Task brief: How many of the lines below contain the word "soccer"? Reply with the number alone.

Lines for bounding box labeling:
^^^^^^^^

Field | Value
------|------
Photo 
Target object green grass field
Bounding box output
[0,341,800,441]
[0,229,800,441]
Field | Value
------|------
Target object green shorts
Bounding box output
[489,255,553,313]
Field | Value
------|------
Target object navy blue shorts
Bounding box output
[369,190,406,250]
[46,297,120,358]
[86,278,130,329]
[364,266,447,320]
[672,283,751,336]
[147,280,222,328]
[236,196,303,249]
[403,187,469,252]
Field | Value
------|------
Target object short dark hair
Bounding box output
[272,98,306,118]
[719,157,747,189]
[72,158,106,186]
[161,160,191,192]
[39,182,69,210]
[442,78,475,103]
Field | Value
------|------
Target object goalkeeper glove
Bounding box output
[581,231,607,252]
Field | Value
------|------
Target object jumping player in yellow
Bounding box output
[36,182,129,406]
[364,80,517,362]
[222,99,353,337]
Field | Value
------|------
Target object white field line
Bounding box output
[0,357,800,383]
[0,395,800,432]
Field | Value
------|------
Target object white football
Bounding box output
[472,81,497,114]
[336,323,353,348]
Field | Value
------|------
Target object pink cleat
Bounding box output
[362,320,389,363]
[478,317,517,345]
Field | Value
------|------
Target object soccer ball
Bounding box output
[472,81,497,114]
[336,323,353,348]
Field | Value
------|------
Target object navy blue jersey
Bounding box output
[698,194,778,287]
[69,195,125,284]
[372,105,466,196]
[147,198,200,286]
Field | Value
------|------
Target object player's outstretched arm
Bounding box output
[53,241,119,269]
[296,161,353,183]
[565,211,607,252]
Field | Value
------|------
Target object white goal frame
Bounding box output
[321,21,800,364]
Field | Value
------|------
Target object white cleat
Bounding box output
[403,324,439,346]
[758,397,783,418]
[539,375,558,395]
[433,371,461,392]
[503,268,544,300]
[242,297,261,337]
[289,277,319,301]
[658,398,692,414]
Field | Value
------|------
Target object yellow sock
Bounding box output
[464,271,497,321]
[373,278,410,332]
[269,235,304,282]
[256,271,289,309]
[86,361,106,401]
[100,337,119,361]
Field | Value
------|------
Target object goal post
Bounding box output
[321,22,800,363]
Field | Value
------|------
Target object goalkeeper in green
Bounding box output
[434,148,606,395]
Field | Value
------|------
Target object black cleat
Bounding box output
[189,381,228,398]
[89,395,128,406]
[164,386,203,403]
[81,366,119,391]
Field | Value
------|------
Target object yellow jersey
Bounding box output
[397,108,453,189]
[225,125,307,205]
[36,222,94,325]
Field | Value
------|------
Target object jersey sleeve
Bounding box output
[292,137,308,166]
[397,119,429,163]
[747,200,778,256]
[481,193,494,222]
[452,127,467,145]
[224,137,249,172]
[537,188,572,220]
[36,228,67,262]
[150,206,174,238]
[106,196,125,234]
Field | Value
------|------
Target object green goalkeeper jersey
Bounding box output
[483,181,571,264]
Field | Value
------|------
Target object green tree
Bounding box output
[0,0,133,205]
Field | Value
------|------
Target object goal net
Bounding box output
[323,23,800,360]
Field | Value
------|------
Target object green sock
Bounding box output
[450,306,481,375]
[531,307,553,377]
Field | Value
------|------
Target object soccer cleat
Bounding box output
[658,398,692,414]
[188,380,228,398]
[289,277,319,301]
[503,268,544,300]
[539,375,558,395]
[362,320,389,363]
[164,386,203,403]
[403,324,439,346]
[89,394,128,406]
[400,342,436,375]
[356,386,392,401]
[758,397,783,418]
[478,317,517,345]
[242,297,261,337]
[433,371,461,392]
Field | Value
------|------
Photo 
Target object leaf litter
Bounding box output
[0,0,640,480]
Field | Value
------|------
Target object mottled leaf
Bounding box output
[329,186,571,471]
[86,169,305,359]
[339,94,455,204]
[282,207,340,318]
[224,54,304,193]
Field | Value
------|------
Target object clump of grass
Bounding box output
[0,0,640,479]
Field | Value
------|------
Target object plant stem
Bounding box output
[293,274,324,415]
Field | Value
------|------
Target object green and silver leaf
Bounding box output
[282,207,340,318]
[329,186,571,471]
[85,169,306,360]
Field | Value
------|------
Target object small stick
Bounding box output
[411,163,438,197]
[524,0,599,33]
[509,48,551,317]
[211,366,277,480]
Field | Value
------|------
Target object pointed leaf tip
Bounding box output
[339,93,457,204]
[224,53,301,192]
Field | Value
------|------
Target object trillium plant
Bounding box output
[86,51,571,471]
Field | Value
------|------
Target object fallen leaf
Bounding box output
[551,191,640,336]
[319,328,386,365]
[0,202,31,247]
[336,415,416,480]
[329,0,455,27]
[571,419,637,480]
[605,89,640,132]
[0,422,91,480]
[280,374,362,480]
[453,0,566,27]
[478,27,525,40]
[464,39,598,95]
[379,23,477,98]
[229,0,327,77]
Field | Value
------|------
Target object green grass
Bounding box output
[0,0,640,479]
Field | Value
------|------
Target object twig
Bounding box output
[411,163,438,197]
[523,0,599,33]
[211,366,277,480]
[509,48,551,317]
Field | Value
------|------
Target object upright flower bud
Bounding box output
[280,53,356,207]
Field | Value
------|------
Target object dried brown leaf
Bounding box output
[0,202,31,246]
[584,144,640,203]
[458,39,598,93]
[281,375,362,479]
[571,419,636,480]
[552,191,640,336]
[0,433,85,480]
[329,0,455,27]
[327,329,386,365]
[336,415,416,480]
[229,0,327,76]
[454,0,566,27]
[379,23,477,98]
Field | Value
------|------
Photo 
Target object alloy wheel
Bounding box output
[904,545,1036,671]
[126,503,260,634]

^^^^^^^^

Written response: 2